- Problem -
Without altering anything, output the material below.

** START **

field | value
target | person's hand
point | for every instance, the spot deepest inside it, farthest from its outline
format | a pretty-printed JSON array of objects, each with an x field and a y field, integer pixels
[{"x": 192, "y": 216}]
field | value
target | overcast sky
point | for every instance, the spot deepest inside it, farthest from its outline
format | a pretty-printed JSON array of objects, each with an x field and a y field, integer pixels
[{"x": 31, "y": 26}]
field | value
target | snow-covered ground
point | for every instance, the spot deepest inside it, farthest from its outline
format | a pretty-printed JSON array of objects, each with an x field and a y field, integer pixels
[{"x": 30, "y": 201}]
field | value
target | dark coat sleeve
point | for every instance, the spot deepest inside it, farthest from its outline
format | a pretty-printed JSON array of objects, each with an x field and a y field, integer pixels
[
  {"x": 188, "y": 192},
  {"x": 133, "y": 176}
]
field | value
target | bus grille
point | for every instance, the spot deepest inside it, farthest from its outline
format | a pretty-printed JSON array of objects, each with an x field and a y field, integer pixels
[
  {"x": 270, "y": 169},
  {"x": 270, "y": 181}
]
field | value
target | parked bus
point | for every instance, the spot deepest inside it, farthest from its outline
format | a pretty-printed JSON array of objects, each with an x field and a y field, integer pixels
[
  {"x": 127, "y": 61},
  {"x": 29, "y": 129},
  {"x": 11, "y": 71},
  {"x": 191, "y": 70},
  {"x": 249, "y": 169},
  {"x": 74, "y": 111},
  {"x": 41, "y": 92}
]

** END **

- Task answer -
field | value
target | person's hand
point | for every instance, the spot deepest inside it, farthest from its outline
format | a pretty-printed JSON array of objects, each with an x field and a y field, integer pixels
[{"x": 192, "y": 216}]
field | value
target | overcast sky
point | for every instance, the spot deepest inside it, farthest from its outline
format | a pretty-printed JSON array of objects, each with an x field and a y field, integer pixels
[{"x": 31, "y": 26}]
field | value
target | snow-covered ground
point | for every instance, the spot deepest inside it, farthest from its outline
format | a pretty-printed JSON array of objects, each with an x field and a y field, integer pixels
[{"x": 30, "y": 201}]
field | value
target | dark coat sleeve
point | for every instance, the spot deepest inside it, farthest from its outline
format | a pretty-printed JSON array of objects, each with an x field and a y field, integer pixels
[
  {"x": 188, "y": 192},
  {"x": 133, "y": 176}
]
field | value
target | bus grille
point | for every instance, the spot deepest inside it, farthest from its outline
format | a pretty-printed JSON array of objects, each with an x field and a y field, integer pixels
[
  {"x": 270, "y": 169},
  {"x": 270, "y": 181}
]
field | value
target | parked bus
point | for every instance, the spot deepest inside it, farthest from its outline
format | a pretty-printed JSON array of objects, each with an x field and a y field, integer pixels
[
  {"x": 127, "y": 61},
  {"x": 29, "y": 129},
  {"x": 11, "y": 71},
  {"x": 191, "y": 70},
  {"x": 249, "y": 169},
  {"x": 74, "y": 111},
  {"x": 41, "y": 92}
]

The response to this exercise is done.